▶ [Objective 1]
Answer these questions from the text about raising a son and performance art:
(a) Which of her son's social media accounts did the narrator already know about?
(b) What animal was painted on the narrator's face for Halloween?
(c) Whose Halloween event did the narrator attend as a male friend's guest?
▶ [Objective 2] Write the next part of the text about raising a son and performance art, picking up right after its final sentence.

▶ [Source document]
------
I thought we were making progress. Then came Newtown, and unending school lockdowns and drills, bad influences at school, and social media where he shared his thoughts with strangers.   I knew his Facebook account, but knew nothing of tumbler, twitter, ask.fm. Suddenly, HE was the stranger and I had to become an investigative reporter.

I then had to admit something his father and I had really known all along. Our son feels a dark burden. So I assured him, “Son, we will never love you less, and cannot love you more.” I told him, “The only thing we wish for you is to feel safe, and to feel comfortable in your own skin. Whatever your burden, whenever you are ready to share it, please know that nothing you say or do will ever  shock or embarrass us. You can never cause us shame.  Your father and I, our love, our home – our FAMILY – we are your safety net. This is your absolute haven. If you know nothing else, please know that.”

In those moments I know he believes me. But he does not yet believe in himself. All we can do is continue to create a safe, true and honest place. Create an environment that is constant and consistent and one that will allow him to share what is in his heart; and one that will allow him to come out – to himself, to his parents, to anyone else – as the true man he is. Only then will I know that he finally accepts that who he is is not only loved and accepted, but truly beautiful inside and out.

 

The (shock) Value of Performance Art

My junior year in college I dressed for Halloween in a skimpy black bathing suit (more of an invitation than a suit) and had my entire body painted. A mountain scene here, a bull’s eye there. My face was a lion and I had a golden afro. I wore a full length burgundy sheep skin coat and FMPs. I then went with a male friend as his guest to the Young Republican Club’s Halloween Bash. Yes, they called it a bash. When I removed my coat many a Patricia Nixon got the vapors and many Dicks (Nixon, that is) stood to attention. My friend ended up having to relinquish his membership. But we had a blast. More important, I learned the shock value of performance art.
------
▶ [Extracted entries]
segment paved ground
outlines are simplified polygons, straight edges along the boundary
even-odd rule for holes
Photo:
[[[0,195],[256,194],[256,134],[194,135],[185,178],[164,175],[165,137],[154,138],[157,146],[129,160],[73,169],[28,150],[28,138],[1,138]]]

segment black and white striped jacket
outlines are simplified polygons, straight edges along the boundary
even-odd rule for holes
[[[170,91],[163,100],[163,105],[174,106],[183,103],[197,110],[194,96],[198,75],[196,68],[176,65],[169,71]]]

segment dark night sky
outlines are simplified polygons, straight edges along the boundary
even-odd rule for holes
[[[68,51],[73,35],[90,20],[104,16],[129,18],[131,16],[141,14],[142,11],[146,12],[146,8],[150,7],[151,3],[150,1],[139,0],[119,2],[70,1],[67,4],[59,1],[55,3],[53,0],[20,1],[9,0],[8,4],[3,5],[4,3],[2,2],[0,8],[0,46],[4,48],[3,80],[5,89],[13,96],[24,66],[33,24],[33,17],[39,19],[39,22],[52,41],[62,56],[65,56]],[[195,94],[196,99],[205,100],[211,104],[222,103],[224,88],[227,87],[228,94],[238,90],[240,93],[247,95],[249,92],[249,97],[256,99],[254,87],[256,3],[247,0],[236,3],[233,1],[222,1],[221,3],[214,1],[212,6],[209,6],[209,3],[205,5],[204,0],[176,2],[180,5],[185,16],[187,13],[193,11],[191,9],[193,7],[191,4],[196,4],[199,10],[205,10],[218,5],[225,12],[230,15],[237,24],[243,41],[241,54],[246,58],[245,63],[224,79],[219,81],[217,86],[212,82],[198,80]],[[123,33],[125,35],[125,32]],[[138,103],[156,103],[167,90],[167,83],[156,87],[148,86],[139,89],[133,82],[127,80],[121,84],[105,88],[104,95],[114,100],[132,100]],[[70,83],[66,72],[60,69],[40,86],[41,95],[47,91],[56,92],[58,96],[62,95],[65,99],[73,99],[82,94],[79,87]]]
------
▶ [Final result 1]
(a) His Facebook account.
(b) A lion.
(c) The Young Republican Club's Halloween Bash.

▶ [Final result 2]
Life Lessons

I never really “got” Herman’s Hermits – until one magical day when they played Westbury Music Fair. It was a few years past their prime and Peter Noone had longer, lighter, flyaway hair. A pre-cursor to Farrah. He wore a gender bending paisley velvet pant suit. I was in the 1st row and OMG did I need a drool cup. I was prepubescent and he was gorgeous. I dreamt of him that night. Not much later I saw Judy Garland in what became her farewell tour – also at Westbury – and wouldn’t you know it, she wore the same exact Peter Noone pantsuit! I only found the juxtaposition humorous in hindsight – and with distance. In the moment I was inexorably sad. Here was a woman I’d loved all of my life fading away and begging for approval. I’d expected so much, was so eager to see her. She showed up late and was nothing of what I’d expected, but in a much sadder way than Peter Noone was nothing of what I’d expected. Together, they were life lessons about celebrity and expectations.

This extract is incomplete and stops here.